/---

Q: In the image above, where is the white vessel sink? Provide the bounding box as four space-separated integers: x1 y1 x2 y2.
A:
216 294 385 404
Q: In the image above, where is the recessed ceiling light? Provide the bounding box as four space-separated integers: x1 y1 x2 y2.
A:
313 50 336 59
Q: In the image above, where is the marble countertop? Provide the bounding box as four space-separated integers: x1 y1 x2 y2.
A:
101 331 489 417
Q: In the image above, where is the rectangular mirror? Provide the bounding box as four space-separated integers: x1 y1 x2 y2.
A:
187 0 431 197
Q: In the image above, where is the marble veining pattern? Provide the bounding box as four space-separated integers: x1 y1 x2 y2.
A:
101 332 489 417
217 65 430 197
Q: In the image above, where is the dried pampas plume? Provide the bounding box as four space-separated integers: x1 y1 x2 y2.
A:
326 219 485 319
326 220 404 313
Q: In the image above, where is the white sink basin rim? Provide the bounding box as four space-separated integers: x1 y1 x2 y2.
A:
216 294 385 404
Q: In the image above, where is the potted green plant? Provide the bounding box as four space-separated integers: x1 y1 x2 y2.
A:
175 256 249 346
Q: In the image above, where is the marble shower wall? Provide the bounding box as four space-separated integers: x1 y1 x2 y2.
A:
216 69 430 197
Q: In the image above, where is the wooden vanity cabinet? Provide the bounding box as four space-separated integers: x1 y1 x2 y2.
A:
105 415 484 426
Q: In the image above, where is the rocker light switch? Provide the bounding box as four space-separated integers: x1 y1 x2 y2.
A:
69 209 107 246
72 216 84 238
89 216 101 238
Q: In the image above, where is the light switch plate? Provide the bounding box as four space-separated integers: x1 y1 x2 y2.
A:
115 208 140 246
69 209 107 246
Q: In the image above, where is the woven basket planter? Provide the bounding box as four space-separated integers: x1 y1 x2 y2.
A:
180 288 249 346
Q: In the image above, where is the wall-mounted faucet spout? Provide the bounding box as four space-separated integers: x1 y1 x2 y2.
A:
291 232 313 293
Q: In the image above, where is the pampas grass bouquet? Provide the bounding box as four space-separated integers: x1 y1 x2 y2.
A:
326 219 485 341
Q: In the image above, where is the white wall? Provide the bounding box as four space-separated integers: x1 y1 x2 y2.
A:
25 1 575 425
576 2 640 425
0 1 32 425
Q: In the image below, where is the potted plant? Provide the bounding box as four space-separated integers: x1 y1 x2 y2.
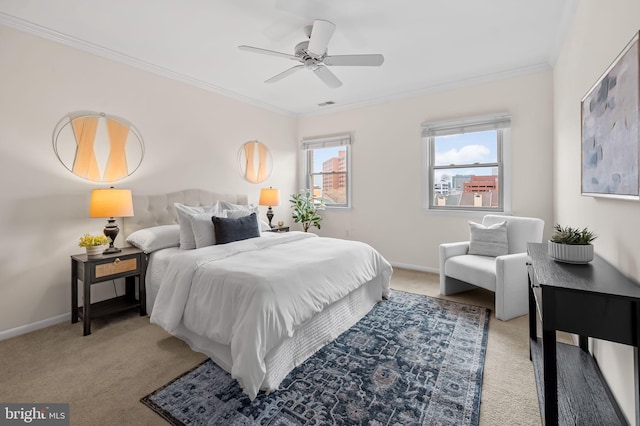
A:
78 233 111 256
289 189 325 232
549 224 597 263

\---
/---

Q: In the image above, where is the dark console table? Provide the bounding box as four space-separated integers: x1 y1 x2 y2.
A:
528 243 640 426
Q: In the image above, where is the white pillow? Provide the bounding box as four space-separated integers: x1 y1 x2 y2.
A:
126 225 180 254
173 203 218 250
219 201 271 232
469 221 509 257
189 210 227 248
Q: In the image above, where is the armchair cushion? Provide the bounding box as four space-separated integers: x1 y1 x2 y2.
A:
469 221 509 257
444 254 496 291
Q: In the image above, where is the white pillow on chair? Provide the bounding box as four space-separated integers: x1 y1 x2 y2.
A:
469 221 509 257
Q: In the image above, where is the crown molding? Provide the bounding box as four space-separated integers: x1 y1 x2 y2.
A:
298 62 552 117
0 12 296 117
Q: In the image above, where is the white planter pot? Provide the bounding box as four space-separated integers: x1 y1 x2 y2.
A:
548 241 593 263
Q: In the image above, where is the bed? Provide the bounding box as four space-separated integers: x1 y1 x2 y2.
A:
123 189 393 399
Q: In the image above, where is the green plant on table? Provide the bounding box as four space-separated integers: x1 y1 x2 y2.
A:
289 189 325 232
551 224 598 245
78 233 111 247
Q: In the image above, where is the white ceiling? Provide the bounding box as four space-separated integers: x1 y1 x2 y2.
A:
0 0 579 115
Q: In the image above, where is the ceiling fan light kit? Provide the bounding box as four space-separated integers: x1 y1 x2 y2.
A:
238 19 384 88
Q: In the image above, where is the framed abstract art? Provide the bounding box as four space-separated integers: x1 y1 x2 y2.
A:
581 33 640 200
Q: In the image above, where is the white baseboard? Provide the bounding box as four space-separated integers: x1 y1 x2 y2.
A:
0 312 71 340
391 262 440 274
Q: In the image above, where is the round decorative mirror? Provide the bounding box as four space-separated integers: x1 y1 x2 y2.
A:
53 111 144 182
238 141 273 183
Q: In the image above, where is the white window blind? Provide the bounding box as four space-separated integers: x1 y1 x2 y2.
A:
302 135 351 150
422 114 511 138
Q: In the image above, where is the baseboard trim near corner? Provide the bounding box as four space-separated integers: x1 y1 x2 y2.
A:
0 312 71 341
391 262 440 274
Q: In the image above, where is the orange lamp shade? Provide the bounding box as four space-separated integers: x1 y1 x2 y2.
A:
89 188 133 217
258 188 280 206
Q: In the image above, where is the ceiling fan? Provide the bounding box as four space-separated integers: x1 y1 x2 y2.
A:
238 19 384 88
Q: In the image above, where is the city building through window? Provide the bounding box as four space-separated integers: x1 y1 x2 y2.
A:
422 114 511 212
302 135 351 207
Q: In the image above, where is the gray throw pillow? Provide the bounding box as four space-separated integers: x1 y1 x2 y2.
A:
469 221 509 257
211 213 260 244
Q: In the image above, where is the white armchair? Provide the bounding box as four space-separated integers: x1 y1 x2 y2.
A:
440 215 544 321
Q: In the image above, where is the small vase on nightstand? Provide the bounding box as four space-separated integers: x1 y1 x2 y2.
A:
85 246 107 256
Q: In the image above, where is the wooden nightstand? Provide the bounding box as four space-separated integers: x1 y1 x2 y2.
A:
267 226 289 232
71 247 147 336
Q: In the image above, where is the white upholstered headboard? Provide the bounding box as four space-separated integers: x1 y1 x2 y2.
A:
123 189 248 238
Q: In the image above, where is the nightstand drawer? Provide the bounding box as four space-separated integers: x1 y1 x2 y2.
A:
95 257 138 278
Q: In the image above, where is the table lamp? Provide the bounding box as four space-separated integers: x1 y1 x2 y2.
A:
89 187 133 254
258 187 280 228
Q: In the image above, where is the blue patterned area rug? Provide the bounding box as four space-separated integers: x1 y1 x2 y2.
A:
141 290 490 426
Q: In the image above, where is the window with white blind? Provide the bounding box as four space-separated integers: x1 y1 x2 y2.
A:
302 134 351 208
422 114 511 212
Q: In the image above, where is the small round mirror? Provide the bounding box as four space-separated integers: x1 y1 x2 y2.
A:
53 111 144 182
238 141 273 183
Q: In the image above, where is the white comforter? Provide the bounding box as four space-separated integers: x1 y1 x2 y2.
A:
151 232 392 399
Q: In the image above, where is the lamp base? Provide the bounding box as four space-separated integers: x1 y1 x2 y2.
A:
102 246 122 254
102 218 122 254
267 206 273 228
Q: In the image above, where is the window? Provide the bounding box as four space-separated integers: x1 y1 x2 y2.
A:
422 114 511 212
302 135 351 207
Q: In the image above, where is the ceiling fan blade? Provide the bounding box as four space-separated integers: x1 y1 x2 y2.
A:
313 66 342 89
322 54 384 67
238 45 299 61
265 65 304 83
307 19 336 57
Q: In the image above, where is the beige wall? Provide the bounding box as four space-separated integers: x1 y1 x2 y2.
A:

\---

**Task brief:** Copy verbatim the lines starting with the one containing "Q: In the image above, where is the white vessel" and going on through the one containing "313 50 336 59", both ends included.

**Reply to the task:**
Q: In the image above, where is the white vessel sink? Provide the bounding box as four space-separated integers: x1 y1 x2 y2.
A:
216 294 385 404
Q: In the image above, where is the recessed ceiling light? Provide the bounding box as four space-separated integers: x1 y1 x2 y2.
A:
313 50 336 59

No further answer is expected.